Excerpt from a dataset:
______
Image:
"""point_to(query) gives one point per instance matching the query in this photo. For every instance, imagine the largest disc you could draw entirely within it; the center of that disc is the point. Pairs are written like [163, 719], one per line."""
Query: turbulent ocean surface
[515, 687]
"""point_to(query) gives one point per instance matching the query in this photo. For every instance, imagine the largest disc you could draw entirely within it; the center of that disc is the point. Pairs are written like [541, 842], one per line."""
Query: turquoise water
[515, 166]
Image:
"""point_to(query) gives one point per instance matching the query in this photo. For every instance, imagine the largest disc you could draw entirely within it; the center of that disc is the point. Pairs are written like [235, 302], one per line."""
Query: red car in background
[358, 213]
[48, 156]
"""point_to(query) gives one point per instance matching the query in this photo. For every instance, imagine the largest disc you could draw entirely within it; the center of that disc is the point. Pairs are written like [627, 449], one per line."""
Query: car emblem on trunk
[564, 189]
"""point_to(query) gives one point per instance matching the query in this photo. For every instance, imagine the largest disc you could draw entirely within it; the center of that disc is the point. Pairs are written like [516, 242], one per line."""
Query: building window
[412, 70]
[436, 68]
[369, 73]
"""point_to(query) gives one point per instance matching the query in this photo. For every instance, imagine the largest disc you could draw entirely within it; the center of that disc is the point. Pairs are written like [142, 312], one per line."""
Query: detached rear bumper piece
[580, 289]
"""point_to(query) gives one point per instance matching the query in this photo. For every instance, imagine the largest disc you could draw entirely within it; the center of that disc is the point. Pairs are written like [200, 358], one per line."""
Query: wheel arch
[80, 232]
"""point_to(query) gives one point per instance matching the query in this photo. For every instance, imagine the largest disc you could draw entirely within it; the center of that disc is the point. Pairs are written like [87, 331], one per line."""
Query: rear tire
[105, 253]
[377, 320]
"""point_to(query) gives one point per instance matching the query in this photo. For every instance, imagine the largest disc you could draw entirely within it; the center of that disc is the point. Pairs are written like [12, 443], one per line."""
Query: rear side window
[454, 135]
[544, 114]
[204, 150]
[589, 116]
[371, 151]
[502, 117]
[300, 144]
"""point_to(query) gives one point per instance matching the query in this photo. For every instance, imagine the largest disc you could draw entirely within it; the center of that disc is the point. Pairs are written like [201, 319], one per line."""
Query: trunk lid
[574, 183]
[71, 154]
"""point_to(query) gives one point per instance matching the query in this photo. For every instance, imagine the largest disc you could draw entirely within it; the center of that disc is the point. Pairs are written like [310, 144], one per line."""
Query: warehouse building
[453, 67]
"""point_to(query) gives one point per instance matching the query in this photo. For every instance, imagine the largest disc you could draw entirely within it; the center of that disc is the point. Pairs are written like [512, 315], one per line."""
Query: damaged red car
______
== Task goal ==
Quote exactly the line containing "[200, 358], one" and every later line through the end of the listing, and no other lines.

== Written solution ==
"""point_to(query) gives one point per instance matching the query in this photo. For every instance, imagine the largest disc you could draw entirely within it; the center of that disc is the point. Pairs are written like [200, 358], one per line."""
Query: wheel arch
[80, 232]
"""point_to(query) gives one point per instance matching the query in this photo. For every instance, imagine the largest disc you could draw entirely within it; the center of that disc is the point. Pairs are written like [87, 331], one per line."""
Query: rear tire
[105, 253]
[377, 320]
"""point_to(query) gives one point per instance matching the query in this photo. For every instance, imagine the largest disc you could draw entirely within it; the center of that disc is the point. Pairs are written like [12, 443], one per line."""
Query: rear side window
[454, 135]
[544, 114]
[204, 150]
[589, 116]
[371, 151]
[502, 117]
[300, 144]
"""point_to(query) gives one point per instance matching the query in this photo. For every instance, imagine the largest disc you could draw entirely within it; the center of that disc is the point. Pairs are written like [201, 319], one per line."""
Query: trunk lid
[574, 183]
[71, 154]
"""point_to(query) gives one point per instance matching the query in this photo. For every instance, imagine the largest disc you could draw entirely within it; the center of that disc is the point. Pairs are written like [310, 144], one per line."""
Query: warehouse building
[453, 67]
"""point_to(query) gives one point per instance matching the query in this photo. For every instance, imagine the largest disc you could draw entirely within it; the center of that disc is the point. Pairs are written like [512, 315], one per line."""
Query: damaged red car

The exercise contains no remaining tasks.